Mark Mekelburg, vice-presidente da instituição, foi o anfitrião desta reportagem. O Dr. Pipoca, nome artístico, explicou ao Solidariedade que de início a ideia de ter palhaços a circular pelas enfermarias pediátricas dos hospitais causava desconfiança na comunidade médica e nas próprias famílias. “Para fazer ideia, quando a ideia surgiu em Nova Iorque, um médico virou-se para o Doutor Palhaço e disse-lhe que o hospital não era lugar para palhaços, ao que o Palhaço respondeu: «Concordo consigo, mas o hospital também não é sítio para as crianças»”, conta o responsável.

Os artistas têm formação especializada no meio hospitalar e trabalham em estreita colaboração com os médicos e enfermeiros. As actuações são adaptadas a cada criança e a cada situação. “Todos os nossos «Doutores» são profissionais renumerados e em formação contínua para que os níveis de qualidade sejam mantidos”. O trabalho é, regra geral, desenvolvido em duplas e antes de entrarem na enfermaria, os Doutores Palhaços falam com as enfermeiras para se inteirarem do estado de saúde de cada doente. “É impossível mantermos o mesmo ritmo durante o dia todo, por isso exageramos um pouco aquilo que somos. A mesma dupla trabalha junta durante cerca de três meses e a muitas coisas acontecem de improviso. A maioria das vezes corre bem, outras nem por isso”, explica o Dr. Pipoca (Mark Mekelburg).

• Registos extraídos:
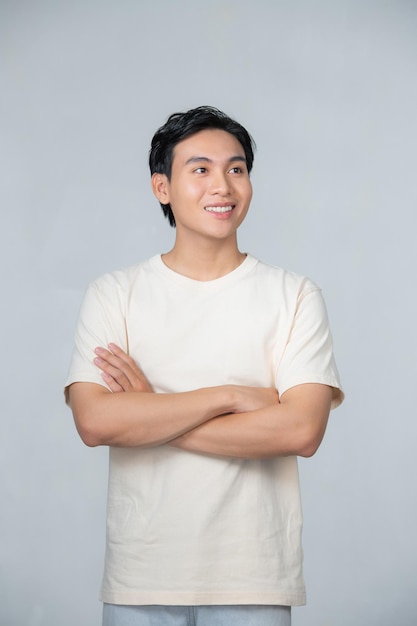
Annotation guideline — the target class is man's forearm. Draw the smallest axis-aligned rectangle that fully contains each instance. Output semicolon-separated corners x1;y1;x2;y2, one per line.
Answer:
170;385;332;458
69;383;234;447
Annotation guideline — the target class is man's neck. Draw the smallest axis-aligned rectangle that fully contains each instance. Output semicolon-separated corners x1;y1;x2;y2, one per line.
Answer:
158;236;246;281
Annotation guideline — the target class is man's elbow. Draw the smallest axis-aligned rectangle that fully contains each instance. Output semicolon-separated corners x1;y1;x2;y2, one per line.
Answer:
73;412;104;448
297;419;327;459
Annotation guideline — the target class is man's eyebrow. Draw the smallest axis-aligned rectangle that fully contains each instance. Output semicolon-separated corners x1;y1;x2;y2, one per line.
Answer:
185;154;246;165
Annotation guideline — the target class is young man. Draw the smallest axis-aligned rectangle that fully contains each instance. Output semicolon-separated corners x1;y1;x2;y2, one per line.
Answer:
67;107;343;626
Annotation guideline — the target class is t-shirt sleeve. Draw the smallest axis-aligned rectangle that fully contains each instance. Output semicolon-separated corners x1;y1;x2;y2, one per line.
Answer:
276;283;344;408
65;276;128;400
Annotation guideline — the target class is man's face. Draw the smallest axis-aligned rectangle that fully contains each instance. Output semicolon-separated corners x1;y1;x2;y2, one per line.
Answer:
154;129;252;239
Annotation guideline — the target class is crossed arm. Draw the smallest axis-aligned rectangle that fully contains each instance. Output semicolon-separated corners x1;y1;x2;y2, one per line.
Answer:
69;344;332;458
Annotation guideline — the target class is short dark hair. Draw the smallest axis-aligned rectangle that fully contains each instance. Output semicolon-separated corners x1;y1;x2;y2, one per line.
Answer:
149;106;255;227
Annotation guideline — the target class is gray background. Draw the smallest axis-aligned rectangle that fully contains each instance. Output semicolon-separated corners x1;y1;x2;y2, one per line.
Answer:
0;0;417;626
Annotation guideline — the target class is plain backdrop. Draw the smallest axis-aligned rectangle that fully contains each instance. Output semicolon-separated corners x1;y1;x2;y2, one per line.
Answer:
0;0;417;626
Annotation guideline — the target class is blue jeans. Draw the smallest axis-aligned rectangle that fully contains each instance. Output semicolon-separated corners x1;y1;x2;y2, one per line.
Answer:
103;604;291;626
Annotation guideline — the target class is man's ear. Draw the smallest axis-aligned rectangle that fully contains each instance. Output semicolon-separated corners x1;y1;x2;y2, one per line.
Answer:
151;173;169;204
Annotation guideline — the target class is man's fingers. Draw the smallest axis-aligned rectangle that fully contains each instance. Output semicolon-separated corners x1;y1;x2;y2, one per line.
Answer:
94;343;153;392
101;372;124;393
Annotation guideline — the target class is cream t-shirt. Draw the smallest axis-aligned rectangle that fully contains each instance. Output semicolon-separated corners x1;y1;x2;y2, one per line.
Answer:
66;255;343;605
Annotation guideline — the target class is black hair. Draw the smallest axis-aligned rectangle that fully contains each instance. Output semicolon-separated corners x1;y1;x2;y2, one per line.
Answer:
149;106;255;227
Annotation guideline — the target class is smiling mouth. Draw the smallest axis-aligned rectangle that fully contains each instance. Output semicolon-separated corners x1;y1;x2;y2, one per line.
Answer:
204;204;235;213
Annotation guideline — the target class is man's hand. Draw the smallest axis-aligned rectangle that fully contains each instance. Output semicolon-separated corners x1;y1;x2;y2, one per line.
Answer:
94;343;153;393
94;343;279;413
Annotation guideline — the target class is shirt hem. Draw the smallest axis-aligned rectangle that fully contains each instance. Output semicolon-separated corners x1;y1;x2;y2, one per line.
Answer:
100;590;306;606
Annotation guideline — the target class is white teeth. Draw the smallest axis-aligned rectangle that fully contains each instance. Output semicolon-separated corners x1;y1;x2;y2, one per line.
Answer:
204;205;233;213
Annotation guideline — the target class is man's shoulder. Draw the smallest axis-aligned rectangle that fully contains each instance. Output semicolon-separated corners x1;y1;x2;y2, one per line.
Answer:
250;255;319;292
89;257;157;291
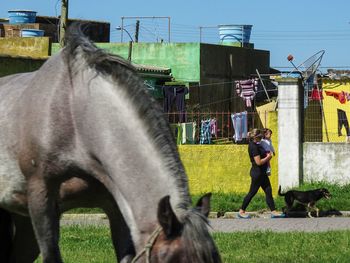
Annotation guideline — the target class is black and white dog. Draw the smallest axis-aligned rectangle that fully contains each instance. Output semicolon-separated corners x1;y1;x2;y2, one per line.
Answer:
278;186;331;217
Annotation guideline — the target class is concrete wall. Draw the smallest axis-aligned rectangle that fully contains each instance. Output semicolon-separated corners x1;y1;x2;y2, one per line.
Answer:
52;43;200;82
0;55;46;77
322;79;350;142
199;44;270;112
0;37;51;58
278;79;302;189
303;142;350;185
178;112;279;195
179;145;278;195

* * *

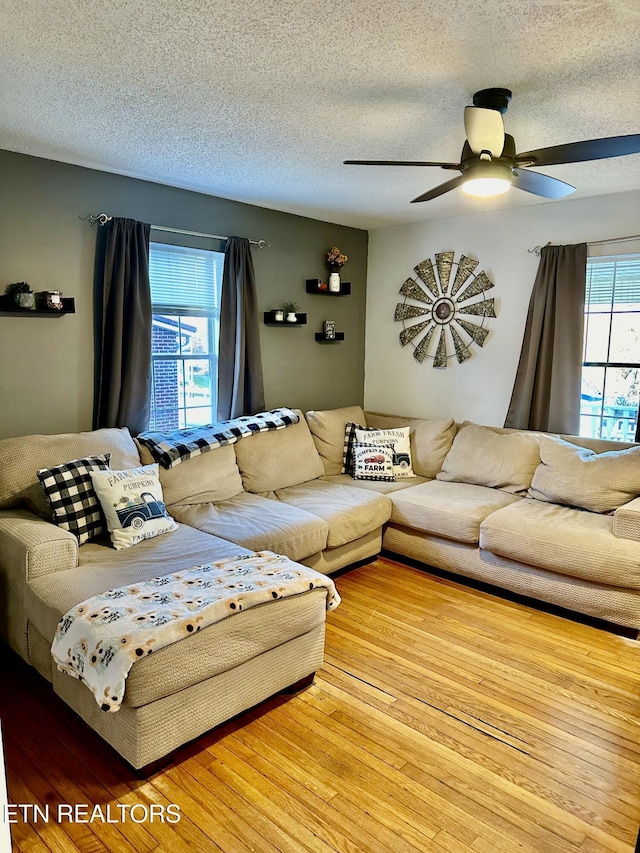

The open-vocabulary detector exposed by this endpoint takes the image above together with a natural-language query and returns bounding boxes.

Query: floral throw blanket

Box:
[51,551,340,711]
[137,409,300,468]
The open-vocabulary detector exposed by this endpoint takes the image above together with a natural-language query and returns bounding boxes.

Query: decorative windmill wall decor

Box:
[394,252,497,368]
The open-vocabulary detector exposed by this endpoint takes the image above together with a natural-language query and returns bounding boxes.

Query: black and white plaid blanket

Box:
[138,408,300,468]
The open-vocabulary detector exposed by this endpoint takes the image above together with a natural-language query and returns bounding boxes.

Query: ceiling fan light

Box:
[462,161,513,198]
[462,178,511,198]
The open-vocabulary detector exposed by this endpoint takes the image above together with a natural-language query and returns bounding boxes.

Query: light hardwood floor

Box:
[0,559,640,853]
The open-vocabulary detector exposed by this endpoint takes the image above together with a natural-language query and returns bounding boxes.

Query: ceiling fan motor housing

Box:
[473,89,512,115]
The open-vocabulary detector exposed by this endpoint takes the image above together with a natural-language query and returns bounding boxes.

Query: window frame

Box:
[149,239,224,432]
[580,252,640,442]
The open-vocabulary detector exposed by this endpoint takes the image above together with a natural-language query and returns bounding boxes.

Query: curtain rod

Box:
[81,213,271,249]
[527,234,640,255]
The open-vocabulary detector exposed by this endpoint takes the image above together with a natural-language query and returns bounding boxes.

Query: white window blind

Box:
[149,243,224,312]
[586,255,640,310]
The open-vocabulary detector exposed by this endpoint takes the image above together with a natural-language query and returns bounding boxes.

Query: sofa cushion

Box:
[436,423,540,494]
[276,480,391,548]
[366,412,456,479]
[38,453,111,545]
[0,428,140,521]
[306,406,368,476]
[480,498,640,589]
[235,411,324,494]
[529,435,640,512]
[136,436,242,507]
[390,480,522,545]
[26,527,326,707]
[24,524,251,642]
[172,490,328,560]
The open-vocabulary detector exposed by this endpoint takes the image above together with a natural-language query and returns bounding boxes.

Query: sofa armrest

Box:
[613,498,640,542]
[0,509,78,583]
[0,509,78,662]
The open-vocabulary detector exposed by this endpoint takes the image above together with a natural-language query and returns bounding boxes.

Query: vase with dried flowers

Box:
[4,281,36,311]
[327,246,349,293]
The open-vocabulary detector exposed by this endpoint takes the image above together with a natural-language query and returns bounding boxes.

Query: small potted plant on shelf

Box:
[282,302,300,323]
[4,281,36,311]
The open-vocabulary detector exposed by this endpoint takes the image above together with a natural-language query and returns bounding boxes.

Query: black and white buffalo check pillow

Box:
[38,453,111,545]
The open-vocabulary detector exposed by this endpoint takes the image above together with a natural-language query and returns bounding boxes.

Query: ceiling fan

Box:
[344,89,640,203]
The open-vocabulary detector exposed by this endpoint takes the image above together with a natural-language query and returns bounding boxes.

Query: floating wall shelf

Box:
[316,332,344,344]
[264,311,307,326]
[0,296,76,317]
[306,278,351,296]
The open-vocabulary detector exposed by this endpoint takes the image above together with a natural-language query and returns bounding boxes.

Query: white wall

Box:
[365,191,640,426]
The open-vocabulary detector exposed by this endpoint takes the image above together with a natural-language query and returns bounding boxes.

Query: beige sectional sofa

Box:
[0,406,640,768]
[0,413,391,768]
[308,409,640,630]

• Aplique o que leu:
**1.** Indique se cada afirmação está de acordo com o texto sobre os Doutores Palhaços, respondendo sim ou não e citando as palavras do texto que o comprovam: (a) os Doutores Palhaços trabalham, regra geral, em duplas; (b) a mesma dupla trabalha junta durante cerca de um ano; (c) antes de entrarem na enfermaria, os Doutores Palhaços falam com as enfermeiras.
**2.** Escreva a parte seguinte do texto sobre os Doutores Palhaços, começando a seguir à última frase apresentada.

• Respostas às tarefas:
**1.**
(a) Sim: «O trabalho é, regra geral, desenvolvido em duplas».
(b) Não: «A mesma dupla trabalha junta durante cerca de três meses».
(c) Sim: «antes de entrarem na enfermaria, os Doutores Palhaços falam com as enfermeiras para se inteirarem do estado de saúde de cada doente».

**2.**
Para além das visitas nos hospitais, a instituição desenvolveu um centro de estudos, que organiza workshops dirigidos a públicos variados, desde pessoas individuais, a empresas, profissionais de saúde, etc. A ideia é partilhar os efeitos positivos do bom humor. “Está provado cientificamente os benefícios físicos do riso e o pessoal médico começa a dar valor a isso”, sublinha o dirigente e adianta que a instituição vai desenvolver em parceria com uma equipa da Universidade do Minho uma metodologia que pretende estudar e criar indicadores para medir o resultado da intervenção do palhaço no hospital. “A inovação deste projecto reside no facto desta organização se propor a avaliar o impacto efectivo do seu trabalho e responder se rir é realmente o melhor remédio”. O projecto, cotado na Bolsa de Valores Sociais, pretende investigar o impacto da intervenção do Palhaço de Hospital junto das crianças internadas, analisando os efeitos físicos, emocionais e psicológicos. O Hospital de São Marcos, em Braga, vai servir de observatório para o estudo.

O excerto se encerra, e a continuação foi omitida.